Point localization data:
---
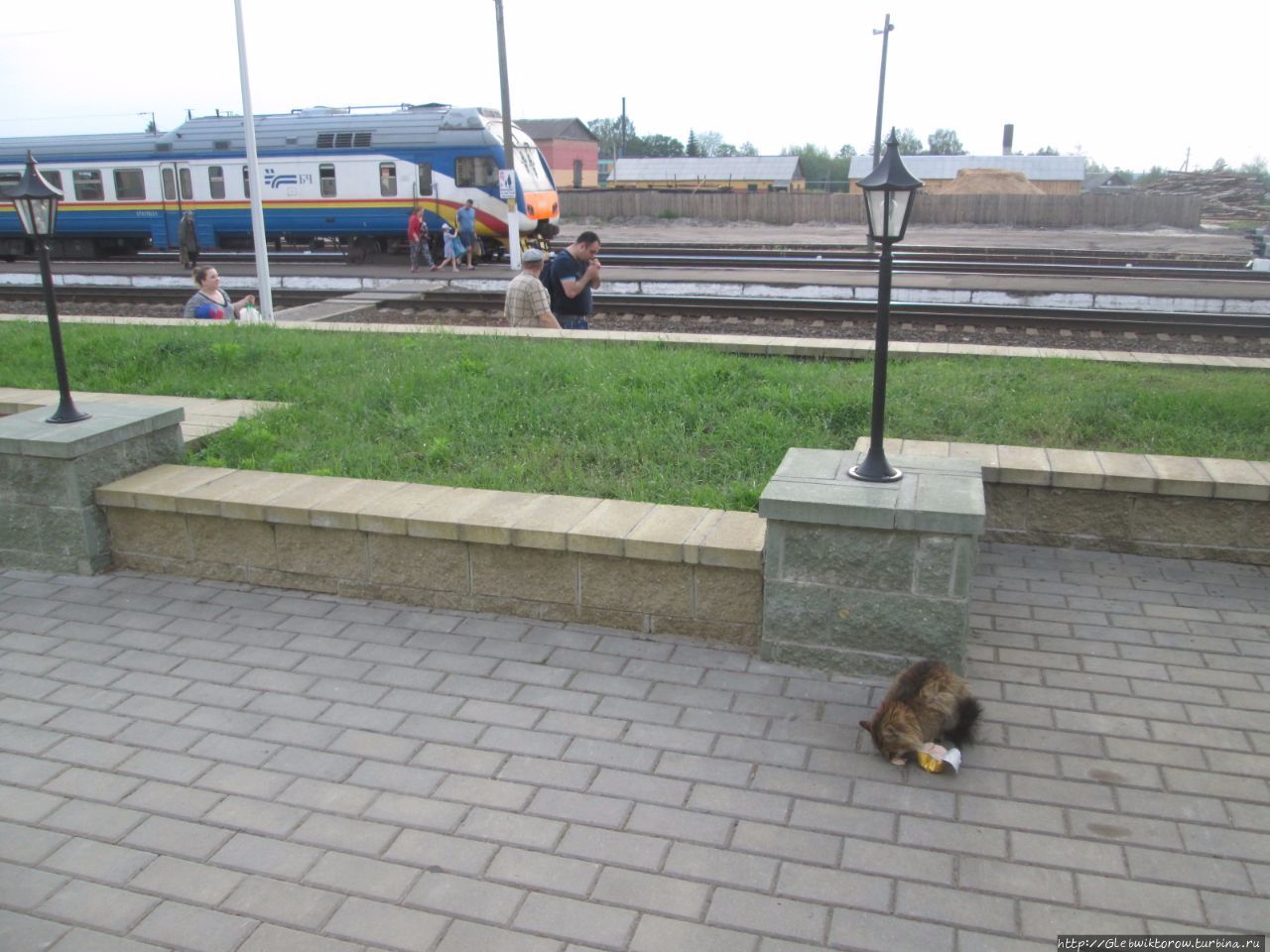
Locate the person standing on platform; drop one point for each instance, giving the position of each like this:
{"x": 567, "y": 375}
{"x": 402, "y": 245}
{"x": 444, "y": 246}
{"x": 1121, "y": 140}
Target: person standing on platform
---
◆ Problem: Count each line above in which the string "standing" appears, then state only the total.

◆ Result of this exercise: 2